Perhaps the most interesting aspect is how MLLaMA handles the final feature representation:

# Concatenate final hidden state and intermediate hidden states
hidden_state = torch.cat([hidden_state, intermediate_hidden_states], dim=-1)

This concatenation results in a 7680-dimensional vector (1280 × 6), combining:

The final global encoder output
Five sets of intermediate features

This high-dimensional representation carries multiple levels of visual understanding, from low-level features to high-level concepts, providing the language model with a rich set of visual features to draw from during text generation. Here is an illustration of this two stage feature extraction

Illustration of two stage feature extraction

Architectural Implications

This two-stage design with intermediate feature preservation offers several advantages:

Multi-scale Understanding: The model maintains access to different levels of visual abstraction, useful for various types of visual reasoning.
Information Preservation: Important visual details that might be lost in deep processing are preserved through intermediate features.
Controlled Integration: The gated mechanisms in the global encoder provide learnable control over how different levels of visual information are combined.

MLLaMA’s vision encoder demonstrates a multilevel integration of vision features. Enlarged resolution also probably helps it with more visual details.

The Language Model: LLaMA 3.1 as the Foundation

While MLLaMA’s vision processing introduces notable innovations, its language model component builds upon the established LLaMA 3.1 architecture. However, the implementation includes specific modifications and design choices that make it particularly well-suited for multimodal processing. Let’s examine how this language model component is structured and adapted for vision-language tasks. Here is the language model over view. I only leave the details of first MllamaSelfAttentionDecoderLayer and MllamaCrossAttentionDecoderLayer.

(language_model): MllamaForCausalLM(
  (model): MllamaTextModel(
    (embed_tokens): Embedding(128264, 4096, padding_idx=128004)
    (layers): ModuleList(
      (0-2): 3 x MllamaSelfAttentionDecoderLayer(
        (self_attn): MllamaTextSelfSdpaAttention(
          (q_proj): Linear(in_features=4096, out_features=4096, bias=False)
          (k_proj): Linear(in_features=4096, out_features=1024, bias=False)
          (v_proj): Linear(in_features=4096, out_features=1024, bias=False)
          (o_proj): Linear(in_features=4096, out_features=4096, bias=False)
        )
        (mlp): MllamaTextMLP(
          (gate_proj): Linear(in_features=4096, out_features=14336, bias=False)
          (up_proj): Linear(in_features=4096, out_features=14336, bias=False)
          (down_proj): Linear(in_features=14336, out_features=4096, bias=False)
          (act_fn): SiLU()
        )
        (input_layernorm): MllamaTextRMSNorm((4096,), eps=1e-05)
        (post_attention_layernorm): MllamaTextRMSNorm((4096,), eps=1e-05)
      )
      (3): MllamaCrossAttentionDecoderLayer(
        (cross_attn): MllamaTextCrossSdpaAttention(
          (q_proj): Linear(in_features=4096, out_features=4096, bias=False)

◆ Records:
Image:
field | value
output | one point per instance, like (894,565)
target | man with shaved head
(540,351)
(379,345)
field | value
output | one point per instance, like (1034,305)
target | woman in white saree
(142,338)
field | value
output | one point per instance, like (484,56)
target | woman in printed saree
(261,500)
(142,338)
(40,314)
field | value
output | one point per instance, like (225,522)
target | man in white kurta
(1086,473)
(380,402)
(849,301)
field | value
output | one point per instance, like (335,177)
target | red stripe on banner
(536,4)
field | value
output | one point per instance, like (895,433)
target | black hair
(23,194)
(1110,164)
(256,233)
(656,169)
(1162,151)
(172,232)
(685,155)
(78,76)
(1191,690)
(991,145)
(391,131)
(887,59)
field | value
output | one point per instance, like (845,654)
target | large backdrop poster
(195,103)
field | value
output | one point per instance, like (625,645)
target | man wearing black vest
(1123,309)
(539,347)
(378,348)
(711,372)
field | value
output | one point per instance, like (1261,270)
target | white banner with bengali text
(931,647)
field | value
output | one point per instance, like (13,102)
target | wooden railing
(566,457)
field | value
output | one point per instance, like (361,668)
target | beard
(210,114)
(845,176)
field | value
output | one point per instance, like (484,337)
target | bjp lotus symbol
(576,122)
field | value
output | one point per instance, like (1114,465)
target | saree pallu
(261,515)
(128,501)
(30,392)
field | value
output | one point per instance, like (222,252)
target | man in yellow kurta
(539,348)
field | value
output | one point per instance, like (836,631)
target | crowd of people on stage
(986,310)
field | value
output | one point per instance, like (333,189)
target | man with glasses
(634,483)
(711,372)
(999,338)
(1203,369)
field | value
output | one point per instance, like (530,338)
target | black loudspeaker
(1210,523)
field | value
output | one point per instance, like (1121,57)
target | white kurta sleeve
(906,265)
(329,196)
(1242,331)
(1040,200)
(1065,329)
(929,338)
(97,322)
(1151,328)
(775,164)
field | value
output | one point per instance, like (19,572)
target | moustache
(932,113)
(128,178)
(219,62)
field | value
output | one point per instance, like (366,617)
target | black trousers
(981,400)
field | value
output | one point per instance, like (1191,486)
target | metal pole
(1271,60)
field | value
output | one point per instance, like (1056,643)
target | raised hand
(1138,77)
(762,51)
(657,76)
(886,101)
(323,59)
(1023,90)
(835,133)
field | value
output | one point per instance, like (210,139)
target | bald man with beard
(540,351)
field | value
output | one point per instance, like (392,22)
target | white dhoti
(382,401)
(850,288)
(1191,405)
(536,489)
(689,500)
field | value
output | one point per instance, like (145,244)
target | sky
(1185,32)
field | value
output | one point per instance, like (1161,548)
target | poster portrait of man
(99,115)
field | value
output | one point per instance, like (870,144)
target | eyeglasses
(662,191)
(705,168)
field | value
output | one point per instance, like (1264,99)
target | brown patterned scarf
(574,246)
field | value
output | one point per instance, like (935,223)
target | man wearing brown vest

◆ Direction 1: Transcribe the passage of the MLLaMA architecture write-up starting at "This two-stage design" and ending at "more visual details.".
◆ Direction 2: Go on with the MLLaMA architecture write-up from the point where it stops.

◆ Written answer 1:
This two-stage design with intermediate feature preservation offers several advantages:

Multi-scale Understanding: The model maintains access to different levels of visual abstraction, useful for various types of visual reasoning.
Information Preservation: Important visual details that might be lost in deep processing are preserved through intermediate features.
Controlled Integration: The gated mechanisms in the global encoder provide learnable control over how different levels of visual information are combined.

MLLaMA’s vision encoder demonstrates a multilevel integration of vision features. Enlarged resolution also probably helps it with more visual details.

◆ Written answer 2:
          (k_proj): Linear(in_features=4096, out_features=1024, bias=False)
          (v_proj): Linear(in_features=4096, out_features=1024, bias=False)
          (o_proj): Linear(in_features=4096, out_features=4096, bias=False)
          (q_norm): MllamaTextRMSNorm((128,), eps=1e-05)
          (k_norm): MllamaTextRMSNorm((128,), eps=1e-05)
        )
        (input_layernorm): MllamaTextRMSNorm((4096,), eps=1e-05)
        (mlp): MllamaTextMLP(
          (gate_proj): Linear(in_features=4096, out_features=14336, bias=False)
          (up_proj): Linear(in_features=4096, out_features=14336, bias=False)
          (down_proj): Linear(in_features=14336, out_features=4096, bias=False)
          (act_fn): SiLU()
        )
        (post_attention_layernorm): MllamaTextRMSNorm((4096,), eps=1e-05)
      )
      (4-7): 4 x MllamaSelfAttentionDecoderLayer
      (8): MllamaCrossAttentionDecoderLayer
      (9-12): 4 x MllamaSelfAttentionDecoderLayer
      (13): MllamaCrossAttentionDecoderLayer
      (14-17): 4 x MllamaSelfAttentionDecoderLayer
      (18): MllamaCrossAttentionDecoderLayer
      (19-22): 4 x MllamaSelfAttentionDecoderLayer
      (23): MllamaCrossAttentionDecoderLayer
      (24-27): 4 x MllamaSelfAttentionDecoderLayer
      (28): MllamaCrossAttentionDecoderLayer
      (29-32): 4 x MllamaSelfAttentionDecoderLayer
      (33): MllamaCrossAttentionDecoderLayer
      (34-37): 4 x MllamaSelfAttentionDecoderLayer
      (38): MllamaCrossAttentionDecoderLayer
      (39): MllamaSelfAttentionDecoderLayer
    (norm): MllamaTextRMSNorm((4096,), eps=1e-05)
    (rotary_emb): MllamaRotaryEmbedding()
  )
  (lm_head): Linear(in_features=4096, out_features=128256, bias=False)

Core Architecture Overview

The language model consists of 40 transformer layers with a hidden size of 4096 dimensions. What makes it particularly interesting is how it alternates between standard self-attention layers and cross-attention layers. Here’s the key architectural implementation:

class MllamaTextModel(MllamaPreTrainedModel):
    config_class = MllamaTextConfig
    base_model_prefix = "language_model.model"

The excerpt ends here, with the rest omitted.